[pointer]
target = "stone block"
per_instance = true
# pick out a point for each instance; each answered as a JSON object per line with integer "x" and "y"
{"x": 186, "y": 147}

------------------------------------------------------------

ENUNCIADO:
Reproduce literalmente cada línea de los ítems de arriba, de principio a fin y sin omitir ninguna.

RESPUESTA:
[pointer]
target = "stone block"
per_instance = true
# pick out a point for each instance; each answered as a JSON object per line with integer "x" and "y"
{"x": 186, "y": 147}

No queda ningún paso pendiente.